Your task :: Render each line of the records below as an item in a numbered list, leaving out any blank lines.

Input ::
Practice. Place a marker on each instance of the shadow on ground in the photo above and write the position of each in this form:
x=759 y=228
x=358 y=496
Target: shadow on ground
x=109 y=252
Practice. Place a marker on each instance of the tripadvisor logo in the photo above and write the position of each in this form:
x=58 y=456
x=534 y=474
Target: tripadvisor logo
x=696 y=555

Finished answer ::
1. Practice. Place a marker on each instance of the shadow on ground in the photo above and write the position of each in this form:
2. x=759 y=228
3. x=358 y=496
4. Target: shadow on ground
5. x=109 y=252
6. Practice. Place a marker on each instance of the tripadvisor logo in the photo above and write the position of each in this form:
7. x=58 y=456
8. x=534 y=474
9. Target: tripadvisor logo
10. x=696 y=555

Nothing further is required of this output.